## Source text
begin
I'm still not really clear on what the application is.

The application is a massively scalable data storage system.

Okay! Now I know what you're getting at :).

...

This is not a "home application" but an enterprise and/or SSP application. Most likely it sits behind a firewall and if remote offices need to access it, they will get access via VPN portals.

I guess this is sort of a topology! Doh. All I know is that I have multicast and with some effort broadcast support.

OK, that makes more sense.

...

...

At any rate, producing a functioning multiunicast prototype with, e.g. PB, would be the easiest way to get started if you need to fall back to that sort of topology anyway in the case where a multicast solution doesn't work. Then you can collect data and determine how much bandwidth is going to be saved in a realistic scenario...

So I can use PB with multicast support? How would I deal with all the target machines getting responses back>

My point here was really not anything about PB specifically. Using PB with multicast would require some tricks; you'd have to have a different Broker implementation, probably, and a datagram-based API. You could still use the underlying message serialization format though.

...
end
## Extracted data
begin
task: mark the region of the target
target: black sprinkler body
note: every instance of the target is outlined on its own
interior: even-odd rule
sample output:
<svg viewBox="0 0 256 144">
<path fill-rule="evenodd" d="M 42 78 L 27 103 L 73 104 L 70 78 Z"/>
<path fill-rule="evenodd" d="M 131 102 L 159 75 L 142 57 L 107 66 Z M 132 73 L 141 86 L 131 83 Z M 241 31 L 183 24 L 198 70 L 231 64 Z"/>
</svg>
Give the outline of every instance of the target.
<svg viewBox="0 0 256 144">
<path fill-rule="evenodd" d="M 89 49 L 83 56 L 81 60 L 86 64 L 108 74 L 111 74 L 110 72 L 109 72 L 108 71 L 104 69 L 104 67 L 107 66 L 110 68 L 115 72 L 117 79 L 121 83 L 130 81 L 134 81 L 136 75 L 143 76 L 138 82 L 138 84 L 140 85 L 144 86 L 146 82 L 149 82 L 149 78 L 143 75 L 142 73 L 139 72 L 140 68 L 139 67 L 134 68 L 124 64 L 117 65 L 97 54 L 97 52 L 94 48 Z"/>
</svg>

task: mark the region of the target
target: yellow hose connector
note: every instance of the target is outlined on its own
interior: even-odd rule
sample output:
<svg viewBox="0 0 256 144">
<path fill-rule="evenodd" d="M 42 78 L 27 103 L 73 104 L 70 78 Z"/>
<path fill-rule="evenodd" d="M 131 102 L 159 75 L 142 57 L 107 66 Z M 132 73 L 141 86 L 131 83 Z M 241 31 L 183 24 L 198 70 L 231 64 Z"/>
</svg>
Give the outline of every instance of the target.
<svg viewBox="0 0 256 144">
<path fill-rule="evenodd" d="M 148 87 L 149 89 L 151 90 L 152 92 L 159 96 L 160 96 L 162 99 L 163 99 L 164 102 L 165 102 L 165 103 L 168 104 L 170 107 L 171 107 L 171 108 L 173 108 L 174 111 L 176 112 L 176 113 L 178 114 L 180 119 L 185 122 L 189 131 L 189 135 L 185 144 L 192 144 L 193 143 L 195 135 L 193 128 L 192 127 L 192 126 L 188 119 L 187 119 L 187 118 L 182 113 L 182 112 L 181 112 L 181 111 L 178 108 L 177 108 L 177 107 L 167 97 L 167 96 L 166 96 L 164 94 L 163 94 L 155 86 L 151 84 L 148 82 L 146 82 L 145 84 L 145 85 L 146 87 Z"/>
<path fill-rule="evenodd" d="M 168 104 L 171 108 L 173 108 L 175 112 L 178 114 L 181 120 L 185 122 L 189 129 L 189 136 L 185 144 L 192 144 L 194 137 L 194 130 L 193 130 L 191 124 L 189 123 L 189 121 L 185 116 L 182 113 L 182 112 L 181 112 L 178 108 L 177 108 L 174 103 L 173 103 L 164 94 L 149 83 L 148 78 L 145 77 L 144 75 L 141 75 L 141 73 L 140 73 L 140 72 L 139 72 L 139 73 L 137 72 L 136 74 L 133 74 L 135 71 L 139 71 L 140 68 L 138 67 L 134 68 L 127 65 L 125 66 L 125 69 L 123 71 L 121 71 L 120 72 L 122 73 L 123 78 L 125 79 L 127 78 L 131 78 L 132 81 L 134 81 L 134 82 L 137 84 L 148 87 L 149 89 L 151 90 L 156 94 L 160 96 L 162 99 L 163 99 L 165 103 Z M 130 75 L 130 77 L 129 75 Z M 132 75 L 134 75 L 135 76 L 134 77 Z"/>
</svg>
end
## To be done
1. Using the thread on multicast support, answer each question on its own line, marked (a), (b), (c):
(a) What kind of system is the application said to be?
(b) How would remote offices access the application?
(c) What could still be used if PB were run with multicast?
2. Decide whether each statement agrees with the thread on multicast support. Answer yes or no, and quote the words from the thread that settle it.
(a) The application is intended for home use.
(b) Running PB with multicast would probably call for a different Broker implementation.
(c) A multiunicast prototype is suggested as the easiest way to get started.

## Answers provided
1.
(a) A massively scalable data storage system.
(b) Through VPN portals.
(c) The underlying message serialization format.

2.
(a) No: "This is not a "home application" but an enterprise and/or SSP application."
(b) Yes: "you'd have to have a different Broker implementation, probably, and a datagram-based API."
(c) Yes: "producing a functioning multiunicast prototype with, e.g. PB, would be the easiest way to get started"